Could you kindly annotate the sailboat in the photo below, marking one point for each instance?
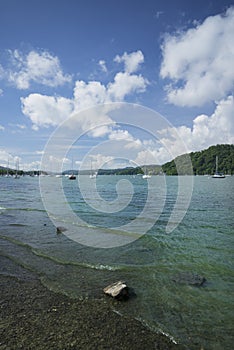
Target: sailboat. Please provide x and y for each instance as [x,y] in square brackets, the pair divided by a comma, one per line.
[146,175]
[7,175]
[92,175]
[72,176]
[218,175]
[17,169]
---
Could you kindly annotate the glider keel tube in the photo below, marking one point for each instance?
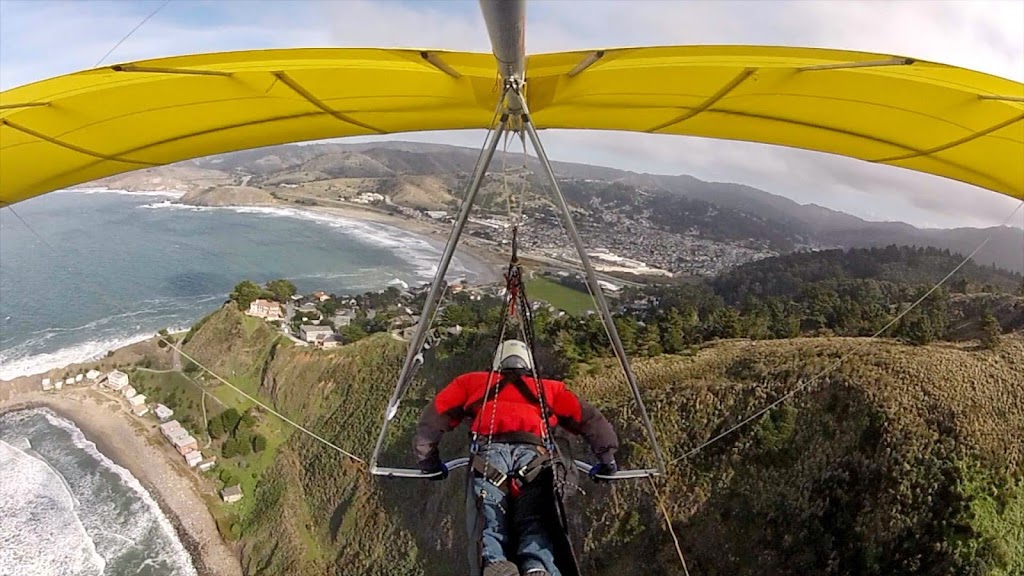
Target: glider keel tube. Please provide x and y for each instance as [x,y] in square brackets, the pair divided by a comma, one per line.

**GIVEN REQUEST**
Reproduce word for word the stretch of the records from the line containing "Could you kindly annotate the glider" through the line containing "Target: glider keel", with both of those lines included. Leave the pictures out.

**TASK OUTPUT**
Could you kindly annotate the glider keel tube in the photo below, marking one point for each instance?
Target: glider keel tube. Please provide x and y for each instance as [x,y] in square brackets, the pair divided by a comma, one per line.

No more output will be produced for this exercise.